For its part, the Bush campaign announced Saturday evening it had filed suits against Hillsborough, Okaloosa, Pasco and Polk counties in an effort to force local election officials to reconsider invalidated overseas absentee ballots from military personnel. They expected to file a suit against Orange County later.

Bush campaign spokeswoman Mindy Tucker said the campaign chose the counties as targets because officials had publicly "stated they would not take any action [on counting the military ballots] without a court order."

Tucker said the campaign wants the canvassing boards to reconsider ballots and include those that have no postmark, are undated and/or have no corresponding signature on file with the election boards.

The campaign had filed actions against 12 counties on Thursday to force them to reconsider 1,420 military ballots disqualified throughout the state because they arrived with either no postmark, a smudged postmark or a misplaced or missing signature.

But in a surprise move on Saturday, attorneys for Bush withdrew the suits filed in Leon County Circuit Court after some counties voluntarily agreed to re-examine their vote, yet still threatened legal action against those they considered having a "recalcitrant posture."

+++

**DO THIS:**
Reproduce word for word the passage from the text on the Bush campaign's ballot lawsuits, beginning with "For its part, the" and continuing until "Orange County later.".

+++

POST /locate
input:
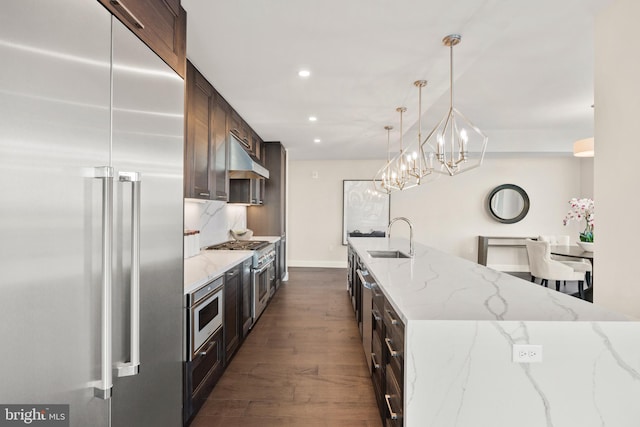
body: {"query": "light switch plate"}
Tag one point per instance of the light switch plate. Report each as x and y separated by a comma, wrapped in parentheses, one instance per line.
(527, 353)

+++

**FINAL ANSWER:**
For its part, the Bush campaign announced Saturday evening it had filed suits against Hillsborough, Okaloosa, Pasco and Polk counties in an effort to force local election officials to reconsider invalidated overseas absentee ballots from military personnel. They expected to file a suit against Orange County later.